• Referring expression data

◇ ◇ ◇ ◇ ◇

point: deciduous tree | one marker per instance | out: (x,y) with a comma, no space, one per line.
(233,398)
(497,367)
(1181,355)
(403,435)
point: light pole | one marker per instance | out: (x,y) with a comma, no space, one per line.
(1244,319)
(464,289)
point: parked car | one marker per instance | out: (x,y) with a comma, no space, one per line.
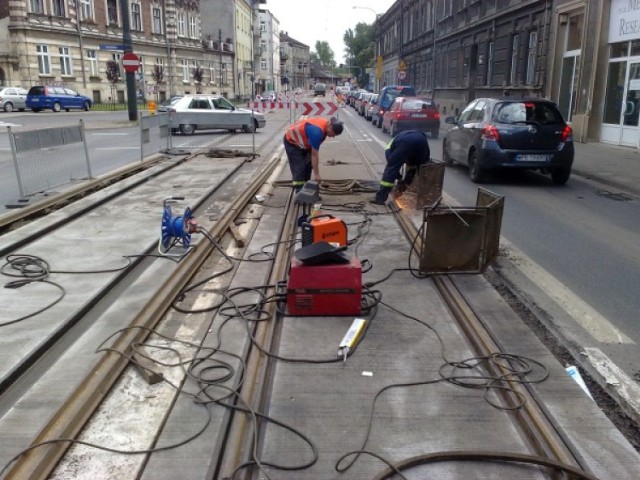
(387,95)
(43,97)
(13,98)
(371,107)
(412,113)
(493,133)
(363,102)
(168,103)
(203,112)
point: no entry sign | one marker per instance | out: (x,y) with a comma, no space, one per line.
(130,62)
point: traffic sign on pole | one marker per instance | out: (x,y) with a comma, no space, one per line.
(130,62)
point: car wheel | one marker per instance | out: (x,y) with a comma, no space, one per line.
(559,176)
(476,173)
(187,129)
(446,158)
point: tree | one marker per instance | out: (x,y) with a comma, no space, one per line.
(325,54)
(360,50)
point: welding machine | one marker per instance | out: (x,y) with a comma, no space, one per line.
(333,288)
(324,228)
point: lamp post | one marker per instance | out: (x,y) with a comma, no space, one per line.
(376,48)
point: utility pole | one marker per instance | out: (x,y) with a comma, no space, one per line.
(220,46)
(128,48)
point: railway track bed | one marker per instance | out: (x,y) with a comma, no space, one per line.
(238,388)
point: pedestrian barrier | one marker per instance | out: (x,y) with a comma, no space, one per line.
(461,239)
(155,134)
(48,158)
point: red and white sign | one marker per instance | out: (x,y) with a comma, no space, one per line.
(319,108)
(130,62)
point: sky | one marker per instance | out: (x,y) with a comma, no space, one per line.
(324,20)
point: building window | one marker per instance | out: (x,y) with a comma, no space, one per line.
(44,62)
(136,19)
(58,8)
(193,26)
(185,70)
(223,69)
(181,25)
(489,62)
(37,6)
(514,61)
(157,20)
(112,11)
(531,58)
(86,10)
(92,60)
(212,72)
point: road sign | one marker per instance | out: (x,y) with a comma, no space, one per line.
(130,62)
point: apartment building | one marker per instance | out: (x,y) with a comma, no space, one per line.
(181,48)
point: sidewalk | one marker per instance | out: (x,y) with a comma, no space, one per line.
(618,167)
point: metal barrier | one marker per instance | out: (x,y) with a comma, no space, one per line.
(461,239)
(155,134)
(48,158)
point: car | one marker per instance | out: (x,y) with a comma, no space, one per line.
(412,113)
(13,98)
(204,112)
(387,95)
(363,102)
(505,133)
(41,97)
(371,107)
(168,103)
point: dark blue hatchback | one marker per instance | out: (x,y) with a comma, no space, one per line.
(45,97)
(527,134)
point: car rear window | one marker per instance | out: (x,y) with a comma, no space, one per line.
(36,90)
(525,112)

◇ ◇ ◇ ◇ ◇

• Goal of the exercise
Drop the images and transcribe the entries above exactly.

• The completed task
point: deciduous tree | one marker per instance | out: (x,y) with a comma, no space, one per line.
(233,398)
(497,367)
(1181,355)
(403,435)
point: light pole | one marker per instance | out: (x,y) with a comma, no space, one per line.
(1244,319)
(464,289)
point: parked car | one marker per instance | out: (x,y) with a comma, no space, one per line.
(387,95)
(43,97)
(13,98)
(371,107)
(412,113)
(493,133)
(363,102)
(168,103)
(203,112)
point: no entry sign | one marker per instance | out: (x,y) with a comma, no space, one per line.
(130,62)
point: traffic sign on pole | one marker per instance | out: (x,y) with a comma, no space, one per line.
(130,62)
point: car wheel | one marker per instance | out: (x,y) with a comma, no space, one per line.
(559,176)
(476,173)
(187,129)
(446,158)
point: tree | one marker per instance | out: (x,y) with a comma, no space, one per line.
(325,54)
(360,50)
point: welding machine | one marker per instance | out: (x,y) with a comma, no space, one per line.
(333,288)
(324,228)
point: lamp post | one marker per instance | out: (x,y) with a comma, no space, one per line.
(376,48)
point: utility pole | one marker per instance | out: (x,y) with a comma, no space, one per line.
(220,46)
(128,48)
point: railway track bed | one marker per instance | out: (x,y) with a comma, no space, one per line.
(238,388)
point: pedestrian barrier | one marker per instance | out: (x,y) with a comma, no space, one per line.
(461,239)
(155,134)
(48,158)
point: red and white sign | one marker per instance | out: (x,y) with a comma, no space, one per line.
(319,108)
(130,62)
point: sky | one marker per instance | out: (x,y) with a comma, no space, one per line.
(324,20)
point: building window | one marker per instance | out: (x,y) with a comma, no space, one per line.
(44,62)
(136,19)
(58,8)
(193,26)
(185,70)
(223,69)
(181,25)
(489,62)
(37,6)
(514,61)
(157,20)
(112,11)
(531,58)
(86,10)
(92,60)
(212,72)
point: road sign | one marker per instance | out: (x,y) with a comma, no space, one per line.
(130,62)
point: apartment building | one marker per instance | out: (x,y) with a comma, no space, one per line.
(181,48)
point: sidewalk | one marker per instance | out: (x,y) with a comma, no space, one per line.
(618,167)
point: metal barrier | one marker per instance | out: (x,y) with a comma, no space, one per line.
(461,239)
(155,134)
(48,158)
point: car | one marker per instance | out: (x,y) with a comma, no space, one per line.
(412,113)
(13,98)
(204,112)
(387,95)
(363,102)
(505,133)
(41,97)
(371,107)
(168,103)
point: dark blue hatchback | one marker per instance | out: (x,y) with a comma, no space, one per line.
(45,97)
(527,134)
point: car rear window | one marker per instance | out: (x,y) with a comma, no space, one per line.
(36,90)
(525,112)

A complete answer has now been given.